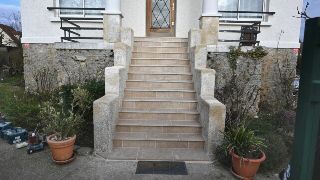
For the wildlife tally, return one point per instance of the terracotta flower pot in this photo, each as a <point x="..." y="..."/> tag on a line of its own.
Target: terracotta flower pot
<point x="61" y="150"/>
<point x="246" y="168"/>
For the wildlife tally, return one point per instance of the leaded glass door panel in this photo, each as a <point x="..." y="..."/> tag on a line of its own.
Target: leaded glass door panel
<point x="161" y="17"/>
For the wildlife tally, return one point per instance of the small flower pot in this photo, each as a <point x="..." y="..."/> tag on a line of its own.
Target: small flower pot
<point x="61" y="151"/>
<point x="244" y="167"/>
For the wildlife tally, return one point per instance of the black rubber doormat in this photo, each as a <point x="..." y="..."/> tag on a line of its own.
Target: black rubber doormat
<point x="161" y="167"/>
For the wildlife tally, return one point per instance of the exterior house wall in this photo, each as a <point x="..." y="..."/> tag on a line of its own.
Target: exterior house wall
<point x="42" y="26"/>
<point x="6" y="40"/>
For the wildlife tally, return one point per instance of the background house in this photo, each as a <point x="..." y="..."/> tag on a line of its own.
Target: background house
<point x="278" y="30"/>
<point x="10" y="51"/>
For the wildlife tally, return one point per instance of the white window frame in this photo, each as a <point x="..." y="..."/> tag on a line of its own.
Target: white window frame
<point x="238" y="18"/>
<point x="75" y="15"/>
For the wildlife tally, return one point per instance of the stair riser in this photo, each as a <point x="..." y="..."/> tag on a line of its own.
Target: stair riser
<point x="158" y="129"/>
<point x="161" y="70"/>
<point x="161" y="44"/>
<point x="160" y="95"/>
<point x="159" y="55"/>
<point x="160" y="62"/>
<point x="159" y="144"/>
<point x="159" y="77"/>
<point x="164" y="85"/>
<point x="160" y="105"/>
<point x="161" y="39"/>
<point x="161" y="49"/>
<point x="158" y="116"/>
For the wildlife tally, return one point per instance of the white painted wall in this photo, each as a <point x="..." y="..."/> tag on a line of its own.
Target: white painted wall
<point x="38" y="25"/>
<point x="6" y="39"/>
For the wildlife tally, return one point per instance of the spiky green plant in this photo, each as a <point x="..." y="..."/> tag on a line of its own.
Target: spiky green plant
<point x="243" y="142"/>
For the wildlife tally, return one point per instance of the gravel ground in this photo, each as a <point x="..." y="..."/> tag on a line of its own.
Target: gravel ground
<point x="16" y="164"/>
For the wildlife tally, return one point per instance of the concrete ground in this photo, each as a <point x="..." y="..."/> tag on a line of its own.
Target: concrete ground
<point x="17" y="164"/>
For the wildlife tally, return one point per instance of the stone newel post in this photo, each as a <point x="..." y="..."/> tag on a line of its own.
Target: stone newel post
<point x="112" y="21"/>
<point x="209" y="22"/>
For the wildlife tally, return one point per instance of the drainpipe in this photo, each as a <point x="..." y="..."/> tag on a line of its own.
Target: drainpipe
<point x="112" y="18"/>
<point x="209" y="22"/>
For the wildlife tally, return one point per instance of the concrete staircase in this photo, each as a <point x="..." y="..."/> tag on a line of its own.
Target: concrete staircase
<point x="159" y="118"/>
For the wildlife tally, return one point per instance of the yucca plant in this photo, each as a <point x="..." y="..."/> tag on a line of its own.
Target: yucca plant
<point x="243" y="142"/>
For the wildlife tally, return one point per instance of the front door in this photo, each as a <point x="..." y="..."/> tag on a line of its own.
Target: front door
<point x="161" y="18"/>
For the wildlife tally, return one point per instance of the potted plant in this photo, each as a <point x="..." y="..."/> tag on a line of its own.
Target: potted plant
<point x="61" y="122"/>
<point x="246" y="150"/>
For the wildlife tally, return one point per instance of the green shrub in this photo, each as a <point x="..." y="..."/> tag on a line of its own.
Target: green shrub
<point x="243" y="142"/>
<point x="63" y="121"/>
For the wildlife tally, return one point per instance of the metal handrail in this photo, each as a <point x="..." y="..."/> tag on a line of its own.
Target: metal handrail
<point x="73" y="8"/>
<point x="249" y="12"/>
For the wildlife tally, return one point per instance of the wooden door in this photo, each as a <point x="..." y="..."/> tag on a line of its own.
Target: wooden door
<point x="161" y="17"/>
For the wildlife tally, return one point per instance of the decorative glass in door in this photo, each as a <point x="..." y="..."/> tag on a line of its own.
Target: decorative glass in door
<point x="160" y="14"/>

...

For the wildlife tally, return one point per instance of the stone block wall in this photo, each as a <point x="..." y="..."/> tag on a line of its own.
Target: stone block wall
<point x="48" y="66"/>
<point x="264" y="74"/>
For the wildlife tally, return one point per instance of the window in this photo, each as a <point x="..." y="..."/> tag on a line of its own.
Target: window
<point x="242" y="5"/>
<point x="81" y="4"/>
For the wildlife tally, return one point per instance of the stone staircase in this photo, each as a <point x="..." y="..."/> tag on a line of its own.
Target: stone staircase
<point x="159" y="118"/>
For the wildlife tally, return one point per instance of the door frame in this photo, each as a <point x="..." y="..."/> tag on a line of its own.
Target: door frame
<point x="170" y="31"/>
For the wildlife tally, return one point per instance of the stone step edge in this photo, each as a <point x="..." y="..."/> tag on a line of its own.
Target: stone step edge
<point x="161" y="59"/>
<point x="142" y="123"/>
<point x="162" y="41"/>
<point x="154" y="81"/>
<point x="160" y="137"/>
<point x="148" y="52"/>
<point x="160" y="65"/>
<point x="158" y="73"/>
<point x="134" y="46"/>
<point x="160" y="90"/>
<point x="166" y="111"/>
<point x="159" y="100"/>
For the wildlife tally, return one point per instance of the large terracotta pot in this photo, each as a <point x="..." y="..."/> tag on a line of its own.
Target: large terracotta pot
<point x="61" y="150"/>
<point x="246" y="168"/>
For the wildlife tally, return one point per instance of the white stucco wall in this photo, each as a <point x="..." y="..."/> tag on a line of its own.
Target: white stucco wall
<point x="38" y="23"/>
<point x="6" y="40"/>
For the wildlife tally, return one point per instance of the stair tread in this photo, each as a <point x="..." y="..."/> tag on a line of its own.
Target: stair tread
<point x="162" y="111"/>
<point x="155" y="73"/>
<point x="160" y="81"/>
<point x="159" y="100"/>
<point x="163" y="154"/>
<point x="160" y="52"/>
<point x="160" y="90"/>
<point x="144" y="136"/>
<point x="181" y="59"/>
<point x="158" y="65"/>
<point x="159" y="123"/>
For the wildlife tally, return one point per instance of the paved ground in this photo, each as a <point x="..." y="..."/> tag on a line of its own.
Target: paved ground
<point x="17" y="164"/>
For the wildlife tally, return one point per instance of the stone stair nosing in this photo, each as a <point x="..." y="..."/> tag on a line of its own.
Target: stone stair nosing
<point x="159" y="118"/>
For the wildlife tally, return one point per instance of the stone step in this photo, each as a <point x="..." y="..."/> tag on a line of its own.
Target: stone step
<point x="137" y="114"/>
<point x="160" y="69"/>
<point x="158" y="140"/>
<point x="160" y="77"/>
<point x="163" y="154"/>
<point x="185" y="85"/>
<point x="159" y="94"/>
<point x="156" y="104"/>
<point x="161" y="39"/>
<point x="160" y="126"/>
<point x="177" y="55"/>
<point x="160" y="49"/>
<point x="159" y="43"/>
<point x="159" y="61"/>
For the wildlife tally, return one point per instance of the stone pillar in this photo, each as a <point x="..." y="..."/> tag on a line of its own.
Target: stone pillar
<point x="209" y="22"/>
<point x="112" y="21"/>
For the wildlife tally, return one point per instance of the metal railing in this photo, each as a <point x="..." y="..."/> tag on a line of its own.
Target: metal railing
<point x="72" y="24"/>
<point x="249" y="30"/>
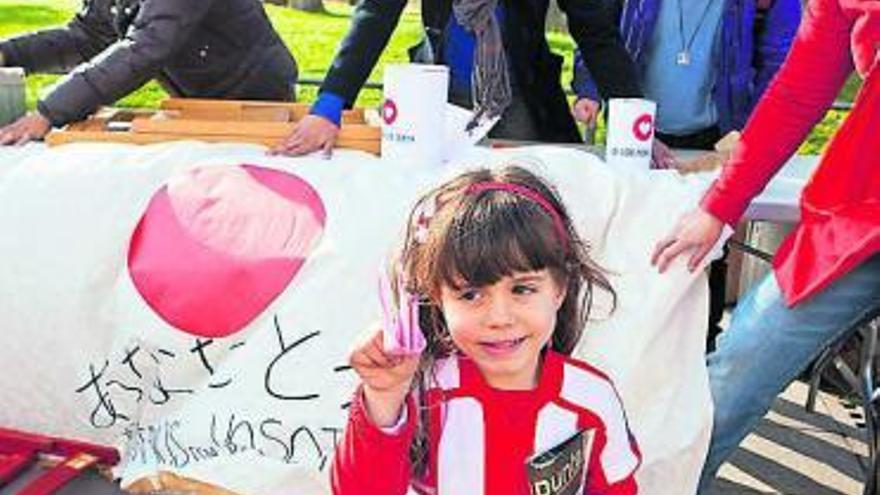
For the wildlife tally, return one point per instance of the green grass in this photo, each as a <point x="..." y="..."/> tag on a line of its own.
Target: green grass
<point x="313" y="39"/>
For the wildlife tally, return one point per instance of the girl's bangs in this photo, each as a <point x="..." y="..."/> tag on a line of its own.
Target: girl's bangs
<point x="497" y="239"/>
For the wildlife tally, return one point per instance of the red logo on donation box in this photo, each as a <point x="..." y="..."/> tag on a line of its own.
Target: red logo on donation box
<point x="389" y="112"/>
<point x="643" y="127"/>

---

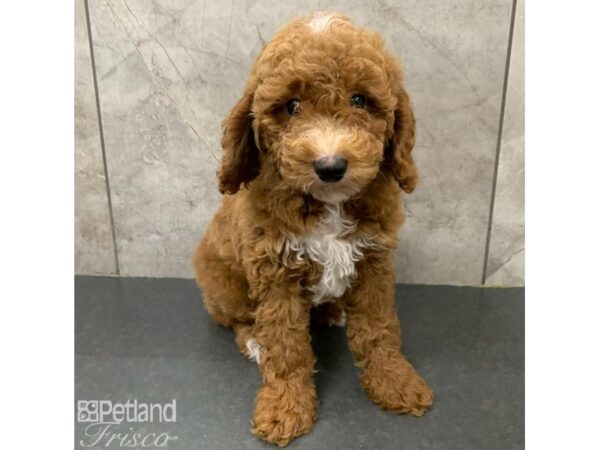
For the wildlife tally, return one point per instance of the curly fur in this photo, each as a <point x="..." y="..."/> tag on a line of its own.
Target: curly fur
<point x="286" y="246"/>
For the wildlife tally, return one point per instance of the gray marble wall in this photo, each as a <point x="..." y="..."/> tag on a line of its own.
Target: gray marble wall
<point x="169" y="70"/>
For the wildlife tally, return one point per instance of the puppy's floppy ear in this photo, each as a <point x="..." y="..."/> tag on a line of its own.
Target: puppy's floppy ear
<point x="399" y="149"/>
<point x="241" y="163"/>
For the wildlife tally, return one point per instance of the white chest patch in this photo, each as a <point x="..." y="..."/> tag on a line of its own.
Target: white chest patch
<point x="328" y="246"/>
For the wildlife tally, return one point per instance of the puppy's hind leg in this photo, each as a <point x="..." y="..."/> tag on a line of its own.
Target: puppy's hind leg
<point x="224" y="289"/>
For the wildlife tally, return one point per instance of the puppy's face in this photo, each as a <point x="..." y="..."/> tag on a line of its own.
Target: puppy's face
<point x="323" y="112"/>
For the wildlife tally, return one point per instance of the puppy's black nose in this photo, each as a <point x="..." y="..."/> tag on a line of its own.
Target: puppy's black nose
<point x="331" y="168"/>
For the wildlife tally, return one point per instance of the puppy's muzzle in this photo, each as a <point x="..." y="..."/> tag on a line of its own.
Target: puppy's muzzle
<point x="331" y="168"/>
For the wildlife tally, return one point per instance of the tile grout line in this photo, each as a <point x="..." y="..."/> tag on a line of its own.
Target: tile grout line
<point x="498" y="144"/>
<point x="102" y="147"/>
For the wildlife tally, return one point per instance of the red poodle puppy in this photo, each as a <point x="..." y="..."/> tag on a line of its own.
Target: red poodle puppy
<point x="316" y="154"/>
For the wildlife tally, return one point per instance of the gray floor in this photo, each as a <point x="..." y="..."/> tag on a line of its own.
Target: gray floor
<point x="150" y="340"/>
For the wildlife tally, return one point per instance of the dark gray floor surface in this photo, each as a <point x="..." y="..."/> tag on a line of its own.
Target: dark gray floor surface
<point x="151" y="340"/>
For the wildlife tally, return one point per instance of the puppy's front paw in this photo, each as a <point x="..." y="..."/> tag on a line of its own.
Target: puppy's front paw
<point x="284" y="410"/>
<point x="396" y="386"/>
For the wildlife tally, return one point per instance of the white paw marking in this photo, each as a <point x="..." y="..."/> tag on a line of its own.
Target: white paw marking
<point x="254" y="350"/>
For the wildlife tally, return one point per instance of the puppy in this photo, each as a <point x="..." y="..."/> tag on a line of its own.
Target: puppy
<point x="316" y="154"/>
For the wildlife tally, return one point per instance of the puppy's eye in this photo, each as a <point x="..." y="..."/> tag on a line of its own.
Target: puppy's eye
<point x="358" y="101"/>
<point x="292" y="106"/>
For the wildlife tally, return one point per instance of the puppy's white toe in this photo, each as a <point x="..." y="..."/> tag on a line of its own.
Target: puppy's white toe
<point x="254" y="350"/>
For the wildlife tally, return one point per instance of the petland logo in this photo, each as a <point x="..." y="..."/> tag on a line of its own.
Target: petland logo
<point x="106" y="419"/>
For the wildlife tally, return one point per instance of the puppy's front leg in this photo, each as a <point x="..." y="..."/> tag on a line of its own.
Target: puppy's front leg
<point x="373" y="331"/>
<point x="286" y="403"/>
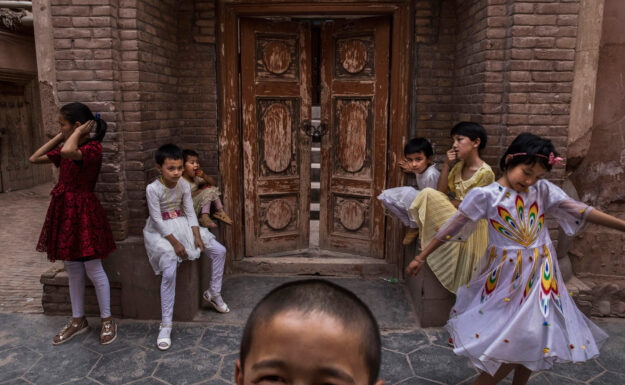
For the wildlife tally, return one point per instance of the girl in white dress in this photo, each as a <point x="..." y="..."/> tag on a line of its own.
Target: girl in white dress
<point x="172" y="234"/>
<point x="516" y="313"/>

= Your task =
How many lines in the three blocks above contain the word "potted"? Case counts, and the reply should be the number alone.

= Solved exercise =
2